TRY IT: Among the entries below, take the line with "Each instance of the camouflage" and the line with "Each instance of the soldier", and output them and every line between them exactly, with nothing else.
☆ ☆ ☆ ☆ ☆ ☆ ☆
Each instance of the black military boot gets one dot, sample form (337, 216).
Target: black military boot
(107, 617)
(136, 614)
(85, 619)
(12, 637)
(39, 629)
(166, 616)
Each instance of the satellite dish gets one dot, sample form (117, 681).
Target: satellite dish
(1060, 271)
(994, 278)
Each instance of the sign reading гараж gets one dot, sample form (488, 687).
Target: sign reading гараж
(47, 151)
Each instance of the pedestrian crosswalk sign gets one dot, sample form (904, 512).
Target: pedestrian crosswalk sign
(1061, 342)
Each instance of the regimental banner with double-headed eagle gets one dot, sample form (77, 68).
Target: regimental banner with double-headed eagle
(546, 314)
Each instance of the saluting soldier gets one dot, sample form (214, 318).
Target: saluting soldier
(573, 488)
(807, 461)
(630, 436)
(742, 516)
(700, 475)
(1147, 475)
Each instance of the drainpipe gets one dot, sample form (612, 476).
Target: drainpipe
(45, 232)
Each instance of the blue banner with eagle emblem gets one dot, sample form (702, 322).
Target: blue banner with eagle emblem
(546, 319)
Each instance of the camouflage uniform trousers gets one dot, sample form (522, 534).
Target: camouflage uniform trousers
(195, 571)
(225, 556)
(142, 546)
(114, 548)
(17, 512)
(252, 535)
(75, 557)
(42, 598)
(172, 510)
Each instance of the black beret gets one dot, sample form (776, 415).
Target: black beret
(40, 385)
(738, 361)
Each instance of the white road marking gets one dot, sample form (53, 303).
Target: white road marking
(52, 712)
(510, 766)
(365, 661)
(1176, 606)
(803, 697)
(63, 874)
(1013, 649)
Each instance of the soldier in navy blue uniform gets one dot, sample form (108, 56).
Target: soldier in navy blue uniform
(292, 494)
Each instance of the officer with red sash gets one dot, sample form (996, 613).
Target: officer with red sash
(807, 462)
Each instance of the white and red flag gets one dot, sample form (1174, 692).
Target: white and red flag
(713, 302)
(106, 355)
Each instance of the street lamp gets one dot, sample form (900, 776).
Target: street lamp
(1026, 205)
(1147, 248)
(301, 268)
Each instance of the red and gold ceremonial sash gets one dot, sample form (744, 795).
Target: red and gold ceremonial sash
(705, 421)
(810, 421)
☆ ☆ ☆ ☆ ☆ ☆ ☆
RESULT OF THE TASK:
Each instance of the camouflage uniform trousers gets one dot, sample form (522, 534).
Target: camouflage uniform trousers
(195, 571)
(225, 556)
(142, 546)
(114, 548)
(17, 512)
(252, 535)
(75, 557)
(42, 598)
(172, 510)
Each instance of the black beret gets one dot, sample form (776, 415).
Target: black beret
(40, 385)
(738, 361)
Each instance of the white road marking gets one dot, sample form (53, 303).
Target: white road marking
(52, 712)
(510, 766)
(365, 661)
(1176, 606)
(803, 697)
(63, 874)
(1013, 649)
Each instance of the soldier in navy blue uniform gets one dot, sample form (108, 56).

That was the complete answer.